━━━ SELECTED TEXT ━━━
AI travel-planning crossed 50%. The OTA is the checkout now.

Marriott-commissioned research published in mid-2025 reported AI travel-planning usage rising from 26% in 2023, to 41% in 2024, to 50% in 2025. The trade-press read was "AI is reshaping travel planning." The durable read is that consumer behavior crossed the majority threshold in two years, AI is now the primary travel-planning surface, the OTA is the secondary checkout surface, and the OTA strategy that does not price the inversion is already losing share at the cohort margin.
What changed structurally? The surface order. _Pre-2023, the OTA was the planning surface and the checkout surface — the consumer arrived at the OTA, browsed, and booked._ Post-2025, the AI is the planning surface and the OTA is the checkout surface — the consumer plans on the AI, then arrives at the OTA only to complete the transaction. The two surfaces are operationally distinct. The strategy that worked when the OTA owned both surfaces does not work when the OTA owns only the second one.
What's the OTA's traditional revenue mechanism? Discovery-margin: the consumer arrived without a specific intent, the OTA's recommendation engine surfaced options, the consumer booked one of the surfaced options, the OTA captured a margin on the booking. The mechanism required the OTA to own the discovery layer. In a 50%+ AI-planning world, the discovery layer is owned by the AI, and the OTA is bypassed during the discovery step. The consumer arrives at the OTA with a specific intent already formed.
━━━ SUPPLIED MATERIAL ━━━
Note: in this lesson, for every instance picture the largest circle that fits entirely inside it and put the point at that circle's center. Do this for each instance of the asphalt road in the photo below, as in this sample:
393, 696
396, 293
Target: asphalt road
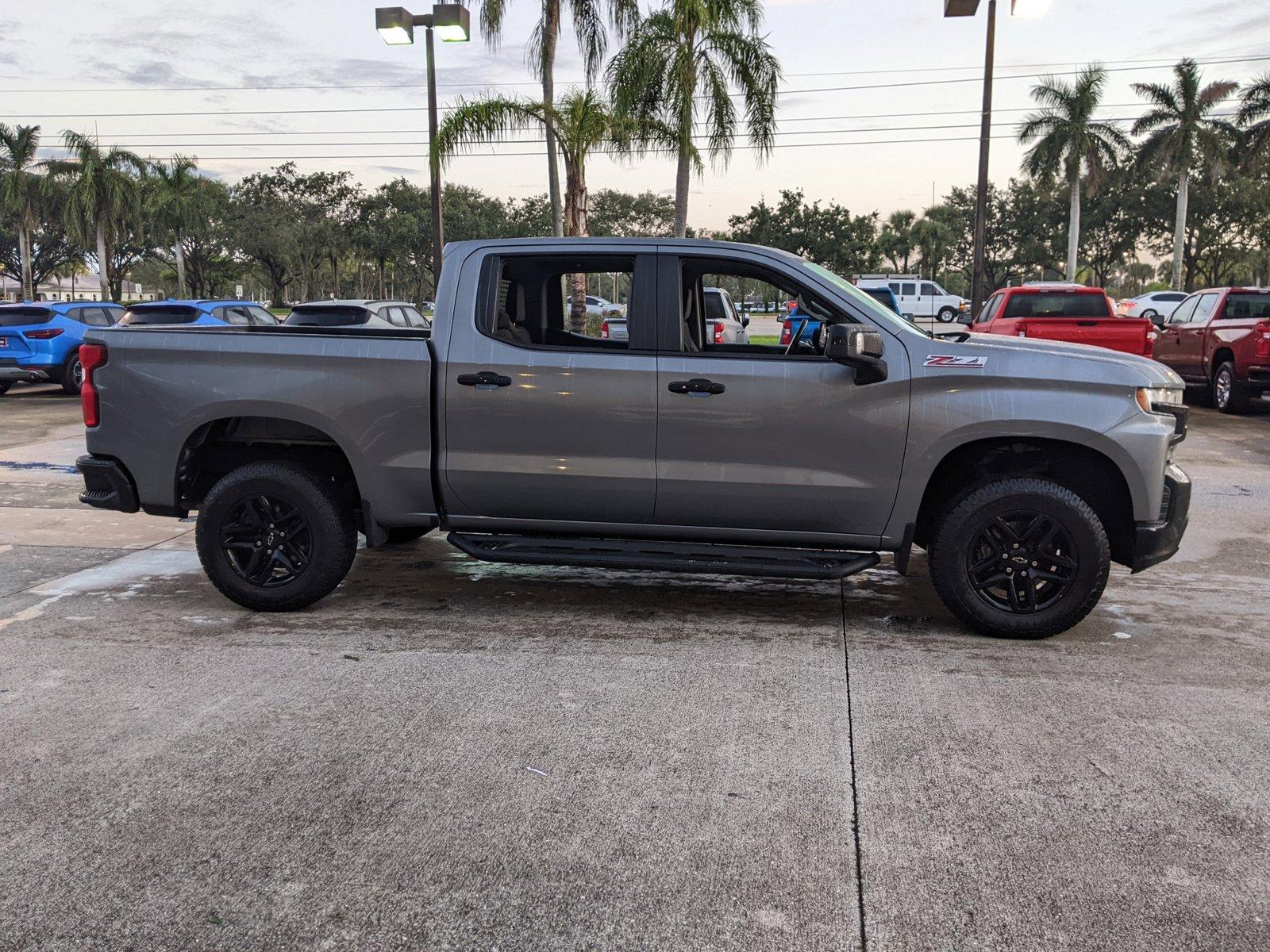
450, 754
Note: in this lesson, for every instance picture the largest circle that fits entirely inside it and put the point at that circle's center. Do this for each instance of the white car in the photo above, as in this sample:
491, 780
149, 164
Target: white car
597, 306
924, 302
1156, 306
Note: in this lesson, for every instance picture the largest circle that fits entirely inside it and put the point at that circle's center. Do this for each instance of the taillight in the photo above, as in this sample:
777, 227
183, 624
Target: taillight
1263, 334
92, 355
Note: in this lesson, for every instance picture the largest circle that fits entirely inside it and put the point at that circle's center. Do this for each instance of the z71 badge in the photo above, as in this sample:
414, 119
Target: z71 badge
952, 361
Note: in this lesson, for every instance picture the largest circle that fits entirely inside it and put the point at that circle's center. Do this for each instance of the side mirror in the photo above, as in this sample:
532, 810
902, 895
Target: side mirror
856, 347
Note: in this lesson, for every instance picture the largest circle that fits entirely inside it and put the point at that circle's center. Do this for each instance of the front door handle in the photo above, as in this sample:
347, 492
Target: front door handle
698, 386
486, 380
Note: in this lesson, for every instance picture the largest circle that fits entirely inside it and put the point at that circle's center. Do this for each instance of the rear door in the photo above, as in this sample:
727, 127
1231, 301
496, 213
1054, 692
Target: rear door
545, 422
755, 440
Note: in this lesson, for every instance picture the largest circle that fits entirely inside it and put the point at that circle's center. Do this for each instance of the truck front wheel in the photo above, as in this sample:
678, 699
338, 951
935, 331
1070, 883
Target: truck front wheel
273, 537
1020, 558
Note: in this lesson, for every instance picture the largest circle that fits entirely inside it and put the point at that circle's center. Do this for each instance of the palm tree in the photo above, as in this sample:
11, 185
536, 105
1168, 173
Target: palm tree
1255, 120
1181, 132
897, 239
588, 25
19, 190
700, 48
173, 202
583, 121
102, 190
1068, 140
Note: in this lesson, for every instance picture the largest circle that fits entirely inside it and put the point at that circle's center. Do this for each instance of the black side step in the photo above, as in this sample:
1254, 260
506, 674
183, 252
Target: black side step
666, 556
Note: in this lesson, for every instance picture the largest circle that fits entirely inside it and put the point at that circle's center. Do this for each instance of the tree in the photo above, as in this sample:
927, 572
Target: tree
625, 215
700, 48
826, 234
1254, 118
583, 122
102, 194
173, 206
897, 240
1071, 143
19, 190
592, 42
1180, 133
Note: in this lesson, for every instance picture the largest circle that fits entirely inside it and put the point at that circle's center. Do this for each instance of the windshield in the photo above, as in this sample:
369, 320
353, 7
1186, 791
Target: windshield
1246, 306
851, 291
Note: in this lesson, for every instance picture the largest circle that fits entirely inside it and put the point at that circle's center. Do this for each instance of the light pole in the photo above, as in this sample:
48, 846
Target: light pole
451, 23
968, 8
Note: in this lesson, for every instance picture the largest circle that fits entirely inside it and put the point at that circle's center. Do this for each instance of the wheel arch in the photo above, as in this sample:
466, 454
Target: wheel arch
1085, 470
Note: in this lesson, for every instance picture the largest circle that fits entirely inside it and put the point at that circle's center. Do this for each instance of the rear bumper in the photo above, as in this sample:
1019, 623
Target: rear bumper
━━━
*EXERCISES TO COMPLETE:*
a – From the article on AI travel planning, list each yearly AI travel-planning usage figure reported by the research, paired with its year.
b – Carry on the article on AI travel planning, starting right after its final sentence.
Nothing in the listing is needed here.

*RESULTS OF THE EXERCISE:*
a – 26% in 2023, 41% in 2024, 50% in 2025

b –
What does that change for the OTA's checkout surface? Optimization target. The pre-inversion checkout was optimized for completion-friction reduction. The post-inversion checkout has to be optimized for AI-handoff reduction — the AI has done the planning, the consumer arrives with the intent, and the checkout has to convert the AI-formed intent without breaking it.
What's losing share in 2025? The OTA strategy that doesn't price the inversion. Booking, Expedia, and the long tail of regional OTAs are running 2024-shape strategies (calibrated to discovery-surface ownership) into a 2025-shape consumer behavior (AI-planning then OTA-checkout). The cohort that crossed to AI-first planning is, on the legacy OTA strategy, converting at lower rates than the OTA's mix-shifted historical baseline. The cohort-level conversion drag is the leading indicator of share loss. By 2026 the share loss is visible in the OTA's quarterly metrics. By 2027 the consensus read on the OTA category is repriced.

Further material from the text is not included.